:: Input

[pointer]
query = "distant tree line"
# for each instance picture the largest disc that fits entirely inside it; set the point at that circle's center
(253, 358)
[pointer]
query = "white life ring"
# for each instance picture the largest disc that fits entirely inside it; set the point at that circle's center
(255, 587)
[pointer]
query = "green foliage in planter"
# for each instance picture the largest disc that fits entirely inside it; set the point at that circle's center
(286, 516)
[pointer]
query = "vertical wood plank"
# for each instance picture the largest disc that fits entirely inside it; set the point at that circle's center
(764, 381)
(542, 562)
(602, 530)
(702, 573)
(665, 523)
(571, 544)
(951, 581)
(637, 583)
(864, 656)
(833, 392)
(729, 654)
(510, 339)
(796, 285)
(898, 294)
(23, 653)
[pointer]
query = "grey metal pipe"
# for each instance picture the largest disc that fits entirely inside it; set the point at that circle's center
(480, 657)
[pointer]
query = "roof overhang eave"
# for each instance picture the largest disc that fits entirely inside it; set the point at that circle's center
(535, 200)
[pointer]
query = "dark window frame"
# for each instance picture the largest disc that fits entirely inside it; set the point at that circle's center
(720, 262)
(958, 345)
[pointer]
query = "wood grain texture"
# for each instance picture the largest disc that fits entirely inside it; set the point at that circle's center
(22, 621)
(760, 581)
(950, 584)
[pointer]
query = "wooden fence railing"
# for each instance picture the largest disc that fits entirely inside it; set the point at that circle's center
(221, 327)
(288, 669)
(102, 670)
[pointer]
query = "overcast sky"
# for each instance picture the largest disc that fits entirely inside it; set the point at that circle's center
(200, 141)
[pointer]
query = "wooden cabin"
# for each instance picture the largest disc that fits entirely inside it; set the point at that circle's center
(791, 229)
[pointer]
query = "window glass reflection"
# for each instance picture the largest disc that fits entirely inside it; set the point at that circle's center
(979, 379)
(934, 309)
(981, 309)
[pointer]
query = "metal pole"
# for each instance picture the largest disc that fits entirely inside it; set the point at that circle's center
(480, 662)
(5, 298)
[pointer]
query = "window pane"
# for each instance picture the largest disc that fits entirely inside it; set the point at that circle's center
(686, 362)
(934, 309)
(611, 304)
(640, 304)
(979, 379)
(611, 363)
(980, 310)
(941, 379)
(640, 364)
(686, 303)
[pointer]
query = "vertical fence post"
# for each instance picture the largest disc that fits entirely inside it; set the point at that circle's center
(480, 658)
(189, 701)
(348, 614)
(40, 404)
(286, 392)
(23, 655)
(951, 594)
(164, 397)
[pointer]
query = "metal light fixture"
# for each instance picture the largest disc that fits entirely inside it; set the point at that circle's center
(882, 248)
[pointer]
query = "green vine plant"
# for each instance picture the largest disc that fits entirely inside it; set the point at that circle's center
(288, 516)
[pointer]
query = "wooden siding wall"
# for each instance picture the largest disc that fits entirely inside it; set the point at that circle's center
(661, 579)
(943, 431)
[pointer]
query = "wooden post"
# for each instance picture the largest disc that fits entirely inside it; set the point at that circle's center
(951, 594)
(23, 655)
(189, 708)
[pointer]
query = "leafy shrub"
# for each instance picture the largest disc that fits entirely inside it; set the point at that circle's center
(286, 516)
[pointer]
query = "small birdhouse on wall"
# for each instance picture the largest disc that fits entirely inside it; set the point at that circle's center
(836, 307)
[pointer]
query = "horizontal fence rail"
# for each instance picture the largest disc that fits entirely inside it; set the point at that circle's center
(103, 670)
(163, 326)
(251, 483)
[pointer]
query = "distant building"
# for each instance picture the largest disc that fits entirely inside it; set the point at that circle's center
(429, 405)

::::

▶ **Stated goal**
Print the records above exactly as they appear.

▶ **Result of this exercise**
[pointer]
query = "distant tree line"
# for each instance picture the largest disc that fits entirely inside it; set the point at that circle's center
(253, 358)
[pointer]
query = "white life ring"
# for each instance picture the largest disc that fits entirely inside it; set the point at that circle's center
(255, 587)
[pointer]
query = "green foliage in planter"
# for each instance picture the largest disc that fits entirely inside it; set the point at that circle's center
(286, 516)
[pointer]
query = "vertical wood plank"
# for each instance picture the largest disc that fits entirely inside it; set the point at that circle's center
(764, 381)
(542, 562)
(602, 530)
(702, 573)
(665, 523)
(571, 544)
(951, 581)
(637, 583)
(864, 656)
(833, 392)
(729, 654)
(510, 339)
(796, 285)
(898, 294)
(23, 653)
[pointer]
query = "grey metal pipe"
# for each instance picture the largest disc that fits entirely inside it; set the point at that circle's center
(480, 657)
[pointer]
query = "roof overhang eave"
# for each instance picture the largest disc that fits entirely inside it; set the point at that circle's center
(535, 200)
[pointer]
query = "dark window frame"
# for each instance picture the largest disc that fits entirely inside it; set the point at that circle's center
(720, 262)
(958, 345)
[pointer]
query = "wood grain texture"
# for each instance picture the largest disc that fits entirely inside it; set the point at that circle's center
(22, 621)
(760, 581)
(950, 584)
[pointer]
query = "wooden fence railing"
# for each instance picture the largest disc that fits entirely inside it; set the point at that circle's center
(221, 327)
(288, 669)
(102, 670)
[pointer]
query = "overcast sky"
# for each instance picture the largest disc that fits entirely inside it; set the point at that circle's center
(200, 141)
[pointer]
query = "wooden cabin"
# for each instance picture the largest disc that fits entirely inside it; set the point at that circle's center
(791, 229)
[pointer]
query = "window glass reflection"
# for each instance picture the largest disc that fits entirely inside it; set the point at that circle's center
(979, 379)
(934, 309)
(981, 309)
[pointer]
query = "metal pole"
# for each instance picture the largest disc that fits entirely inside it; set the point at that circle's center
(480, 662)
(5, 298)
[pointer]
query = "window pane"
# for each instance picture the largest disc that fits entirely inside it; set the point at that circle's center
(686, 362)
(934, 309)
(611, 304)
(640, 304)
(979, 379)
(611, 363)
(980, 310)
(941, 379)
(640, 364)
(686, 303)
[pointer]
query = "vertical fence post"
# for each instance picture the largest disc that fits entirely inside it; set the point at that circle's center
(480, 658)
(189, 701)
(348, 614)
(40, 404)
(286, 392)
(23, 655)
(951, 594)
(164, 397)
[pointer]
query = "metal light fixture"
# for each instance picture the largest disc that fits entirely inside it; set the point at that circle's center
(882, 248)
[pointer]
query = "green vine plant"
# for each instance picture the largest disc that fits entirely inside it; set the point at that circle's center
(288, 516)
[pointer]
query = "wooden siding wall"
# for each instance picture the largest disc that fits entirely inside it; set the point at that circle's center
(661, 579)
(943, 431)
[pointer]
query = "wooden post"
# for each instance picture the largest disc that fits entirely inside it; set the point at that circle's center
(951, 594)
(23, 655)
(189, 708)
[pointer]
query = "leafy shrub"
# for each instance picture the largest disc that fits entirely inside it; set the point at that circle's center
(286, 516)
[pointer]
query = "small birdhouse on wall"
# for each instance picture the largest disc that fits entirely inside it; set the point at that circle's center
(836, 307)
[pointer]
query = "horizontal fence rail"
# for each instance picture the largest disc that fits entirely inside it; set the point at that circle's center
(103, 670)
(163, 326)
(251, 483)
[pointer]
query = "distant building"
# for each instance picture the largest disc that fits entirely inside it; set the point at that circle's center
(429, 405)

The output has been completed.